[START OF PROVIDED RECORDS]
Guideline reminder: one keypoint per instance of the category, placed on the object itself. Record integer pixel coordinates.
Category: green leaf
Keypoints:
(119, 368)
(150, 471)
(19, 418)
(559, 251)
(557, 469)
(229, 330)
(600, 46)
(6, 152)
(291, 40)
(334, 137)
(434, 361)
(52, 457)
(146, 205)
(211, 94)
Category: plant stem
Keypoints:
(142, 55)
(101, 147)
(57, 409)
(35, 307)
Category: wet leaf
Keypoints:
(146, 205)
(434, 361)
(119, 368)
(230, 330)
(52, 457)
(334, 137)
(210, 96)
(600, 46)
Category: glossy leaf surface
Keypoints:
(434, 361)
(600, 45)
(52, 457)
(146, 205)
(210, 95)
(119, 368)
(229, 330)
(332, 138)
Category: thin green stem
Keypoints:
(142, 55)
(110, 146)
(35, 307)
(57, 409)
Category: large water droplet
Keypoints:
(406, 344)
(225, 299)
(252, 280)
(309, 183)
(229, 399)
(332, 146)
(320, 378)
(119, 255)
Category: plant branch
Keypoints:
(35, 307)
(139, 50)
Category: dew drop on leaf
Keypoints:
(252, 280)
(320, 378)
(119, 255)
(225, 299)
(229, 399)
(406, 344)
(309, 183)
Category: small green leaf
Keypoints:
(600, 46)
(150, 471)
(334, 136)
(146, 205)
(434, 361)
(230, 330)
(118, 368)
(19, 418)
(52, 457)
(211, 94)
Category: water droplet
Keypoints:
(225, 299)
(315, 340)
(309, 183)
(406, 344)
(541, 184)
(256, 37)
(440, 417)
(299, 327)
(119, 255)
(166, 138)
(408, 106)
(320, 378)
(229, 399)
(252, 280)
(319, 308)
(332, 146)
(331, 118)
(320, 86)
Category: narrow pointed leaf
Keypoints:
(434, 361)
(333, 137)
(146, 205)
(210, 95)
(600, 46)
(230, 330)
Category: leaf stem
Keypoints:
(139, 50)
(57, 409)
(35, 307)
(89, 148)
[END OF PROVIDED RECORDS]
[START OF PROVIDED RECORDS]
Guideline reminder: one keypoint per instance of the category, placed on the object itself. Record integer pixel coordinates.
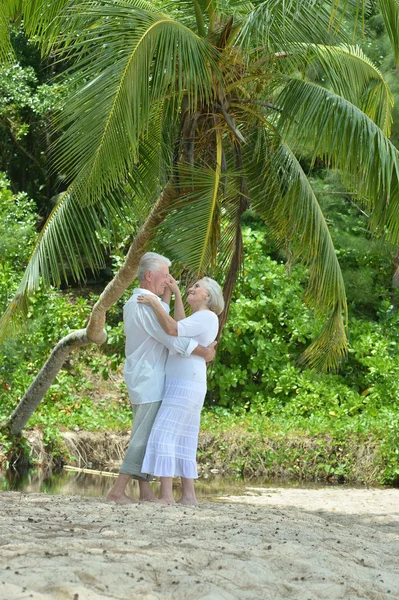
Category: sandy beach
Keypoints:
[END OF PROVIDED RECORDS]
Gather every row above that contains the string "stem" and copy each of those rows in full. Treat the match as case-sensitive.

_OUTPUT OF THE TASK_
Category: plant stem
Category: thin green stem
Category: leaf stem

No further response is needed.